===== Dataset records

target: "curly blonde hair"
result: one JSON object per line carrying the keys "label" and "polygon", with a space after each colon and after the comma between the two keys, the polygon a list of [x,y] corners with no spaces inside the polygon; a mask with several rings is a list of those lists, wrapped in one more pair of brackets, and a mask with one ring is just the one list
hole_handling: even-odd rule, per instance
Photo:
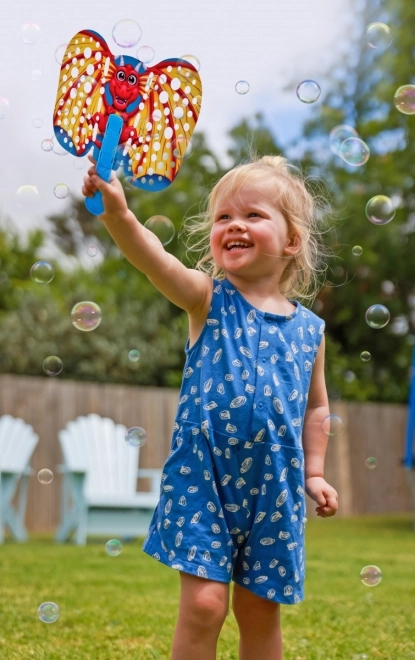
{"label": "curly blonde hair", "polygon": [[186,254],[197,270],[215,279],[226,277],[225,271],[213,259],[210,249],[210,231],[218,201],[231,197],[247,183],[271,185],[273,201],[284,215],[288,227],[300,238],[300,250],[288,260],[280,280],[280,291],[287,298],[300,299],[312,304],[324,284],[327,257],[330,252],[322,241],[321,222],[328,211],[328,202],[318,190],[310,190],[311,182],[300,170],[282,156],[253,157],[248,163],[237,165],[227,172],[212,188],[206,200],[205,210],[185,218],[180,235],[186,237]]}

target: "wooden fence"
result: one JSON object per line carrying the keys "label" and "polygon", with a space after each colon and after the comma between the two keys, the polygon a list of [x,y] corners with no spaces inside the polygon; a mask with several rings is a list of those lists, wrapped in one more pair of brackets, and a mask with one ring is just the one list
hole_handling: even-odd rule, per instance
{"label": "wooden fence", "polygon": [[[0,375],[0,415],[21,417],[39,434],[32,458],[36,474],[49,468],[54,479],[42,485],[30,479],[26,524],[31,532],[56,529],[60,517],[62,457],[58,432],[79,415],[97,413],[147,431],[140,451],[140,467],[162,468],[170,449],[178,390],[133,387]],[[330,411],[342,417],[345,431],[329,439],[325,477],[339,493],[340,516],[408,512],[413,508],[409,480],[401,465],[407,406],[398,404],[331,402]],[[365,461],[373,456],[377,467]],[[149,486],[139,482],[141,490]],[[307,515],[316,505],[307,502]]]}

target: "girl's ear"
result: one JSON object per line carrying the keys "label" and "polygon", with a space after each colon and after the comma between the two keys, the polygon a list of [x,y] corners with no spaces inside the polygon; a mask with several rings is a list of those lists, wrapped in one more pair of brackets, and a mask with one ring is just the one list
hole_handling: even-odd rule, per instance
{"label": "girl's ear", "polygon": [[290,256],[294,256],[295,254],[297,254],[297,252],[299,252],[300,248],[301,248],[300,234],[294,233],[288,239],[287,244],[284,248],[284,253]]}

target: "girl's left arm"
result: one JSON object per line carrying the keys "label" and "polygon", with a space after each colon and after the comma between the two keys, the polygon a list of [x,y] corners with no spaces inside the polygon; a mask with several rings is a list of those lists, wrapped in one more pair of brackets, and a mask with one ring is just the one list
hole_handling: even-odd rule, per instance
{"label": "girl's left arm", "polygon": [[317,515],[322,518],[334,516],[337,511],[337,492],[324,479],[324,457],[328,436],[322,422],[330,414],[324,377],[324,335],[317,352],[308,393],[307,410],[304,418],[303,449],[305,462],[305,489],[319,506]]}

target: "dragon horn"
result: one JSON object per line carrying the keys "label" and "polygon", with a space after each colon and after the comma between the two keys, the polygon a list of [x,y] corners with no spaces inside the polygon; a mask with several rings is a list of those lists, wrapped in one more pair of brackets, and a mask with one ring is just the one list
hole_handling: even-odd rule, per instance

==========

• Goal of the exercise: In the records above, find every line with the word "target" and copy it.

• Answer space:
target: "curly blonde hair"
target: "wooden fence"
target: "girl's ear"
target: "girl's left arm"
target: "dragon horn"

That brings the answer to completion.